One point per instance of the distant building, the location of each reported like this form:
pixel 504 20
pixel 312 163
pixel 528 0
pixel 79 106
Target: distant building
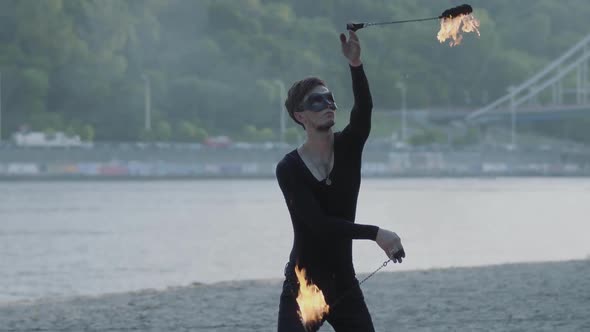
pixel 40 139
==
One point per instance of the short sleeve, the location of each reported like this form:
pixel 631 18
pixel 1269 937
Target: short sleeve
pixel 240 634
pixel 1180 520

What you have to do
Can you reproduce the data word for word, starting at the line containing "One point per instance of the distant" and continuing through the line containing "pixel 40 139", with both of those lines included? Leave the picture out.

Result
One point per instance of the distant building, the location of each reported like this form:
pixel 504 20
pixel 312 163
pixel 528 0
pixel 79 106
Target: distant building
pixel 40 139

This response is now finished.